**DATA FOR THIS EXERCISE**.
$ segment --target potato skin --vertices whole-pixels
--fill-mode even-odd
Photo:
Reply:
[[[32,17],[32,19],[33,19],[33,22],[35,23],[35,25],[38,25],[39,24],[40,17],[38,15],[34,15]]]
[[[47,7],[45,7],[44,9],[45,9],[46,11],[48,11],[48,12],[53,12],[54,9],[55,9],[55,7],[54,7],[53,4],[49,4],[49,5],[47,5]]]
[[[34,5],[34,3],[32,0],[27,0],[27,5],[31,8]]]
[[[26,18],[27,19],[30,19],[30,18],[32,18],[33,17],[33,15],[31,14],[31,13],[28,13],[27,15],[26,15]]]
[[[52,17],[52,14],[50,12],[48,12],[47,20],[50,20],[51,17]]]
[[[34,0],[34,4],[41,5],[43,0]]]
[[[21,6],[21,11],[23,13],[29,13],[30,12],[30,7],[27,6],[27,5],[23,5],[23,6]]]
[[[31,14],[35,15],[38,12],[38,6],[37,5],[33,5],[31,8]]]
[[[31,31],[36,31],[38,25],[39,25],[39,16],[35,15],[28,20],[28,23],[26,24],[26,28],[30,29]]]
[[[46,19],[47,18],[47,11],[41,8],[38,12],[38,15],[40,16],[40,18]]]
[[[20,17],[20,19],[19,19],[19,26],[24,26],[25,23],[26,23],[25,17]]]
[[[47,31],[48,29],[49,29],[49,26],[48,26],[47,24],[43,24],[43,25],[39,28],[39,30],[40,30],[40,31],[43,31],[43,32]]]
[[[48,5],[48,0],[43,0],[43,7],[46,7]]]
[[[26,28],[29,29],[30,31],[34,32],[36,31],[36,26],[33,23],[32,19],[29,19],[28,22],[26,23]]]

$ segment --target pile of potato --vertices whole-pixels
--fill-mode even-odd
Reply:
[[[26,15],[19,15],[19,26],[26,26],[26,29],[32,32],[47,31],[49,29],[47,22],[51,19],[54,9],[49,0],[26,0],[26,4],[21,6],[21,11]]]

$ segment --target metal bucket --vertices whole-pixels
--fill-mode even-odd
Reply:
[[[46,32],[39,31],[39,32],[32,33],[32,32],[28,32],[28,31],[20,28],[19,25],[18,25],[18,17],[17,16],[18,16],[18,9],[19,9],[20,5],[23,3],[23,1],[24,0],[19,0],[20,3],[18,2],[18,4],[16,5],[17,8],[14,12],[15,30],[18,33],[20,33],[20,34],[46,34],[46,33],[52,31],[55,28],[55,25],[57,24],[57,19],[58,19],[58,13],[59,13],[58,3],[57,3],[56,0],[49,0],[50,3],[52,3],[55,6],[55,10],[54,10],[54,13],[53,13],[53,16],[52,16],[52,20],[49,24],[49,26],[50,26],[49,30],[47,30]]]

**PROBLEM STATEMENT**.
Every line above that holds the string "segment" should be returned.

**RESPONSE**.
$ segment --target potato skin --vertices whole-pixels
$ segment --target pile of potato --vertices whole-pixels
$ segment --target metal bucket --vertices whole-pixels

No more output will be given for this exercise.